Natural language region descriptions
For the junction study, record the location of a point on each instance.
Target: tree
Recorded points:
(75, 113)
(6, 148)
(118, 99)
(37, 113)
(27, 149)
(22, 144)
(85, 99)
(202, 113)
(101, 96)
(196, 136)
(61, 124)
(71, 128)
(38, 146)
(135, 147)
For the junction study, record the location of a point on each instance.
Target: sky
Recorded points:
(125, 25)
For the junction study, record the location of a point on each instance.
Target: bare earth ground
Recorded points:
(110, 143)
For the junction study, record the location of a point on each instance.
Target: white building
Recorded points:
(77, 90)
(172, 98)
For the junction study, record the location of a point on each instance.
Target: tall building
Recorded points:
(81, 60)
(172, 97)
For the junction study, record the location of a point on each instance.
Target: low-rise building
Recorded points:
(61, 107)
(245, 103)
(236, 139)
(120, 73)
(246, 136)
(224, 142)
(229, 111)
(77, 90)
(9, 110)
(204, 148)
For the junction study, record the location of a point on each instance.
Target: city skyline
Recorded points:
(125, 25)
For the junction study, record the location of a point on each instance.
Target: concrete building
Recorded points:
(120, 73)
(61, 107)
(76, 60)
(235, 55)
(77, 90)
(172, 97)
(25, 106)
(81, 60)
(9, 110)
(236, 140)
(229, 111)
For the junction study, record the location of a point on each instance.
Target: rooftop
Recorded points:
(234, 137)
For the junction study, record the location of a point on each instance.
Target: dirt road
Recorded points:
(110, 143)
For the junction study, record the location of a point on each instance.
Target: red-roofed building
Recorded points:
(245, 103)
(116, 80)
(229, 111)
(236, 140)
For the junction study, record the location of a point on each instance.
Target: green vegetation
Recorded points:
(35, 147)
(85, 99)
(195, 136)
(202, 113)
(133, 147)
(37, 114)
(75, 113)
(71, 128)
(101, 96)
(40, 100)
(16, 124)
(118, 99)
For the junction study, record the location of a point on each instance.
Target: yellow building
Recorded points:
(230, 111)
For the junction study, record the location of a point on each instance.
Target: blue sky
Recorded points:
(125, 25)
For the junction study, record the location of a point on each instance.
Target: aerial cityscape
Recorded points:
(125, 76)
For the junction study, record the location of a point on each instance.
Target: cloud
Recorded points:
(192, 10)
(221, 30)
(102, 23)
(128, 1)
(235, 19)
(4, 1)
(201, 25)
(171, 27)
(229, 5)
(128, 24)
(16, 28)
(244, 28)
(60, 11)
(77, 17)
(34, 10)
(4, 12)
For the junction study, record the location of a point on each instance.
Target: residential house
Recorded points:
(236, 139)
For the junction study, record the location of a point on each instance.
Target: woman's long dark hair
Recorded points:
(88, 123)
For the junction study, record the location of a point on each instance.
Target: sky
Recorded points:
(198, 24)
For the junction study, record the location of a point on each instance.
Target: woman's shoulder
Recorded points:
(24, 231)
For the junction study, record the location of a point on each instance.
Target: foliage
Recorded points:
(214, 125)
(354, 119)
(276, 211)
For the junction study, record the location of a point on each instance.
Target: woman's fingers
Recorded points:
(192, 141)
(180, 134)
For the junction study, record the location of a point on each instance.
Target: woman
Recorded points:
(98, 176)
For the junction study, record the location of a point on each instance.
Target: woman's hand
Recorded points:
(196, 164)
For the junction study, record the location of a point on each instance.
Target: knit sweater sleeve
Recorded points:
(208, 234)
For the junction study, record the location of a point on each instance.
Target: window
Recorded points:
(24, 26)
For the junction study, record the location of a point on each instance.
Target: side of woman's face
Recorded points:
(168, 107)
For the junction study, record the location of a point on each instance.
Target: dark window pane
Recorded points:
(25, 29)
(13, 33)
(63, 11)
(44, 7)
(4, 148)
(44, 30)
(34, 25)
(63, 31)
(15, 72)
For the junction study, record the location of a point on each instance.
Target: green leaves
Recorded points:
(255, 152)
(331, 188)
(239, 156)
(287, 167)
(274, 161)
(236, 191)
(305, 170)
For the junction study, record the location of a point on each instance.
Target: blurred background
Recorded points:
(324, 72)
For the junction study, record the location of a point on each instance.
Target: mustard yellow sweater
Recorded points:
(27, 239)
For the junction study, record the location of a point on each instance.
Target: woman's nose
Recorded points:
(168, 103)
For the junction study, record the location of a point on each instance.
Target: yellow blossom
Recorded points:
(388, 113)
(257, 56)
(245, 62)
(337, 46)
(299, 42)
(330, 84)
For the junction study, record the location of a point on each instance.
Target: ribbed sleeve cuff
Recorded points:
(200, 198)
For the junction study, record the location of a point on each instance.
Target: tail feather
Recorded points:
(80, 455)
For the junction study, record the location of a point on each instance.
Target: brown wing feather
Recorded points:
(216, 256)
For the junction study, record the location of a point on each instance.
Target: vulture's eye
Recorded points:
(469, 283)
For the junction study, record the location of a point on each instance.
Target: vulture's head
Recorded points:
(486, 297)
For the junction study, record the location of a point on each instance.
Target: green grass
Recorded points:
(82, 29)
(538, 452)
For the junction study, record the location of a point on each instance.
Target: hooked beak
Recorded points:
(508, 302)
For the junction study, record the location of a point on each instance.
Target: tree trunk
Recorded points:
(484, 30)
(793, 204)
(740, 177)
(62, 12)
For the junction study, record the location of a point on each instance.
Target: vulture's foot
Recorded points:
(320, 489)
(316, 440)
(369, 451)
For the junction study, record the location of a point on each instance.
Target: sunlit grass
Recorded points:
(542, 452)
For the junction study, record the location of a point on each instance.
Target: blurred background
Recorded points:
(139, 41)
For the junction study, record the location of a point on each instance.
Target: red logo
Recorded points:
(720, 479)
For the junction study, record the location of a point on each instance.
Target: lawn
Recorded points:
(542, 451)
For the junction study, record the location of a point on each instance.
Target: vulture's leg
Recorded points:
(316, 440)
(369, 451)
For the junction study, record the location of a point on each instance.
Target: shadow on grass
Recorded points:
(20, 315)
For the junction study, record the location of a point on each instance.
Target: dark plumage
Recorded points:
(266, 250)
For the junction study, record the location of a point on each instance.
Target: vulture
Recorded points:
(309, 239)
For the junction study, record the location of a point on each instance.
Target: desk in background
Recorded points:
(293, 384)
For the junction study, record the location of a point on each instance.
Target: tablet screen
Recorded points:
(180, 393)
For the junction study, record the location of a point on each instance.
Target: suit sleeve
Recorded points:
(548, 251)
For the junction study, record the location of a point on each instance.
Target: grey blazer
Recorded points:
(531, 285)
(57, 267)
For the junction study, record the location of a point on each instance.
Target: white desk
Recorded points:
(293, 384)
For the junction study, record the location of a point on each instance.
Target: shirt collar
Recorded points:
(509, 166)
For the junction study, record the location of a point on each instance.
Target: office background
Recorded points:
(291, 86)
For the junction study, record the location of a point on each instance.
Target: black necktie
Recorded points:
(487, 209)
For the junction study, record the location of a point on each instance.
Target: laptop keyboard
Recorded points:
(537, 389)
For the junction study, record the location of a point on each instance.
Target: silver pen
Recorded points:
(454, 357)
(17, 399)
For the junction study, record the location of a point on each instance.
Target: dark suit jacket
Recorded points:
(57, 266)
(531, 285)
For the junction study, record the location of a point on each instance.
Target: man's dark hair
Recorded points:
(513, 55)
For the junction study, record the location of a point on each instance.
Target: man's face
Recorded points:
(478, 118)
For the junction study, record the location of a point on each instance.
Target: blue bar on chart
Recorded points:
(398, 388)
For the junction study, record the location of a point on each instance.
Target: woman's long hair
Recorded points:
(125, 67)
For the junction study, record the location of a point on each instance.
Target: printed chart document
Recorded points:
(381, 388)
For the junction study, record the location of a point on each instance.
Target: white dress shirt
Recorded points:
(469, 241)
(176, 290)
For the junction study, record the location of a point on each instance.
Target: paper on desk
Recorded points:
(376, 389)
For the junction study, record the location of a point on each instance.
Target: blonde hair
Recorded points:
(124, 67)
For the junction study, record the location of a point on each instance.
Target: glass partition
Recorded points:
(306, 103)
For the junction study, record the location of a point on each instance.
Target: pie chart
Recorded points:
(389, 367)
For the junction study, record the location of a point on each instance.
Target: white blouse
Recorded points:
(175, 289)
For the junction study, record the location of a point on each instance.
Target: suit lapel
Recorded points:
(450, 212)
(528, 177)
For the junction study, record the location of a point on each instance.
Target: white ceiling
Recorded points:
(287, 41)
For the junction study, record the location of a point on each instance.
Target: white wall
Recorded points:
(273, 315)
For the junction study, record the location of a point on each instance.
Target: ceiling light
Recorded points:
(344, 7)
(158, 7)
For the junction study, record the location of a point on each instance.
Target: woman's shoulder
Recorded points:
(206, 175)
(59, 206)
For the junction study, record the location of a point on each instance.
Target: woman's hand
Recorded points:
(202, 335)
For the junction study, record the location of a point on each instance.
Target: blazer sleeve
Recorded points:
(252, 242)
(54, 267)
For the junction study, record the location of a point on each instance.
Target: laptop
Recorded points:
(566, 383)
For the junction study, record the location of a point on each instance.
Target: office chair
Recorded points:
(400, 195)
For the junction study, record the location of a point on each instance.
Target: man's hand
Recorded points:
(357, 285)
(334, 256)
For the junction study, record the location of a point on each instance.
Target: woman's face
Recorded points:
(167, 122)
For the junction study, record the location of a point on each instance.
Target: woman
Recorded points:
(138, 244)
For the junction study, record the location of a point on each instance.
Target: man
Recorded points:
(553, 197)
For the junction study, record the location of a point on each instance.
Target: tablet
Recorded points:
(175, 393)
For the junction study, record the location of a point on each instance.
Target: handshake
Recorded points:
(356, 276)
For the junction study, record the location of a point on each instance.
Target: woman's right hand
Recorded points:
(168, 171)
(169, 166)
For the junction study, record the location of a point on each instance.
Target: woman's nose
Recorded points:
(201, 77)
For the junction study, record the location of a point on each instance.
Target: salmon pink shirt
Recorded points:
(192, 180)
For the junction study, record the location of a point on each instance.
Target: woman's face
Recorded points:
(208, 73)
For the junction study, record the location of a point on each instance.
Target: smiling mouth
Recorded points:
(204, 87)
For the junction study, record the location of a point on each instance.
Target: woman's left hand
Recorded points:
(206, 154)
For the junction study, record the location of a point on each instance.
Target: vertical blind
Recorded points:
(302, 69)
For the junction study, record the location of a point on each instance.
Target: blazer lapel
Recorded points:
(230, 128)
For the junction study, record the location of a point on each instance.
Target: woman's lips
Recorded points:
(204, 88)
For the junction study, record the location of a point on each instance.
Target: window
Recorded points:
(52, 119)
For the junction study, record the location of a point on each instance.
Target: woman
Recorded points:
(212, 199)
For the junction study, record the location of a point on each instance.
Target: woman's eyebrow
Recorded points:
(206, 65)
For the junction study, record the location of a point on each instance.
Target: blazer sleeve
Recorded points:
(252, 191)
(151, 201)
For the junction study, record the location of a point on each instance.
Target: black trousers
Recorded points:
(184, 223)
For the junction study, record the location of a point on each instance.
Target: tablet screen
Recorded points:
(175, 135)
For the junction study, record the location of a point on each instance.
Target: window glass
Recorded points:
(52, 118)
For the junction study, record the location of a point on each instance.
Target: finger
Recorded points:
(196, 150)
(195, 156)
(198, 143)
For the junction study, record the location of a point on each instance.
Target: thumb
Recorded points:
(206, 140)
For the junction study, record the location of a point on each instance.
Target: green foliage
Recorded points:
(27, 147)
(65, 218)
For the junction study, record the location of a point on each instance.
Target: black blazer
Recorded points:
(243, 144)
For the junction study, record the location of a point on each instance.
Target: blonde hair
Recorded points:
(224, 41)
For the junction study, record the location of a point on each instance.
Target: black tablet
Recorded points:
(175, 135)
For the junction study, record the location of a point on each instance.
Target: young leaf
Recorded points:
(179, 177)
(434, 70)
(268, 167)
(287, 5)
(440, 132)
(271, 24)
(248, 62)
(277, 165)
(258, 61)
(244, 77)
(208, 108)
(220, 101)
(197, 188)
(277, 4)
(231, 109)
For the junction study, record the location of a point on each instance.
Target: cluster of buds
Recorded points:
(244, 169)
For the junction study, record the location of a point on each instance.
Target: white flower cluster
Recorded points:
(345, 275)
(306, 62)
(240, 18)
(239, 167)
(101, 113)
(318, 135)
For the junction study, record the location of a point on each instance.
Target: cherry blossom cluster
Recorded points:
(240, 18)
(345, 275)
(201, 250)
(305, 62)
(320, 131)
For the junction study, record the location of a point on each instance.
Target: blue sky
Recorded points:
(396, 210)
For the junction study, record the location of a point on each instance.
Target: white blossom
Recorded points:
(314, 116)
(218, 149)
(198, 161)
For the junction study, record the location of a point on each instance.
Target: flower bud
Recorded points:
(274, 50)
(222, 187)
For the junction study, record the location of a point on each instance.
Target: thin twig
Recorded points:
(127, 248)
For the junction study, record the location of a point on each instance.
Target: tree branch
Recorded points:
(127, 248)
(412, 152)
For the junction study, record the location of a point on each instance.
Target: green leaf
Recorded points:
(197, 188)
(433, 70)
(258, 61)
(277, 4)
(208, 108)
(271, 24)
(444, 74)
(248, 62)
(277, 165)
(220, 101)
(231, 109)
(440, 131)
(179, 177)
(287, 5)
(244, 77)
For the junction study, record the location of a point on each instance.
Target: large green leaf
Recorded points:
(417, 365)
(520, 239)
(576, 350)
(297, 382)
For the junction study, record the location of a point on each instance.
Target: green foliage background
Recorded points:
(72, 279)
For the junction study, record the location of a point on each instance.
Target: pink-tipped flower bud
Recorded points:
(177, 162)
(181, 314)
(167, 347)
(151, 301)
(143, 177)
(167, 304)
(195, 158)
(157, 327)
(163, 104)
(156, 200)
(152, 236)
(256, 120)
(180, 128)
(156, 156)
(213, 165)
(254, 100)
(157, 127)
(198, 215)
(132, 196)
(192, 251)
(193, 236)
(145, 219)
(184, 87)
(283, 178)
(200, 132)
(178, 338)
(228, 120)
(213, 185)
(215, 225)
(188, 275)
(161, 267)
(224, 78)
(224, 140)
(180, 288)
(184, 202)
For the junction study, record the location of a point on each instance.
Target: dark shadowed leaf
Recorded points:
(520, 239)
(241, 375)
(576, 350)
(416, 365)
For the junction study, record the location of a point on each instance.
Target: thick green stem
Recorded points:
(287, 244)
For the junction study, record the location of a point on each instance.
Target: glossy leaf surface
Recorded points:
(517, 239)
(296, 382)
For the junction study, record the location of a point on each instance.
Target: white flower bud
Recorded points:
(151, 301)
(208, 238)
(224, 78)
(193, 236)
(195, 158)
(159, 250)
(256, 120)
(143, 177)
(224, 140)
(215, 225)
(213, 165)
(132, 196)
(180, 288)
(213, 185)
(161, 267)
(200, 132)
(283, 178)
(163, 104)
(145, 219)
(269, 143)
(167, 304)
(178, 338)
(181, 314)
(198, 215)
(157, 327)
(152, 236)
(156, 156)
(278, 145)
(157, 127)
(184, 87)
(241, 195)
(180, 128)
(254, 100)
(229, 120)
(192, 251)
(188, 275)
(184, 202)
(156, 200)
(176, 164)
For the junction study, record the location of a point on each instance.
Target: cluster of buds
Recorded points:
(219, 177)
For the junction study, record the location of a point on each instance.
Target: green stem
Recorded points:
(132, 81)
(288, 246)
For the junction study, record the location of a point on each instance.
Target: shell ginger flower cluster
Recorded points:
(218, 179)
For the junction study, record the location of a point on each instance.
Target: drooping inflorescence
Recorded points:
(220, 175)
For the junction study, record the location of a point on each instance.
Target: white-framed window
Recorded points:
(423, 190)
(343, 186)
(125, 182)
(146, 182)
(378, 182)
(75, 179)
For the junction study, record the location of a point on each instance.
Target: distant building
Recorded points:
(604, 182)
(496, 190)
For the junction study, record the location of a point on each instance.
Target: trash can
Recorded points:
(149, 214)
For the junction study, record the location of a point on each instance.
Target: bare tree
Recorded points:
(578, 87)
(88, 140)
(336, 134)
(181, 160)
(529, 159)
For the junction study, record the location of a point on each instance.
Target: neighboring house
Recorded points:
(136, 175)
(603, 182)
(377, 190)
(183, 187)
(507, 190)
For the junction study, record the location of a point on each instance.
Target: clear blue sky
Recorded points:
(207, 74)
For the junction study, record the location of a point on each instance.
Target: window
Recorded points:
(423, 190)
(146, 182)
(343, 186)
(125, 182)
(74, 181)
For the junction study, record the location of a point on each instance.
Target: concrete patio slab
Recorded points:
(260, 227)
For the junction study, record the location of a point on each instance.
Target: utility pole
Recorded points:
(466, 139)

INSTRUCTIONS TO FOLLOW
Tally how many lines of the records hold the word "tree". Answer with the number only.

EXERCISE RESULT
4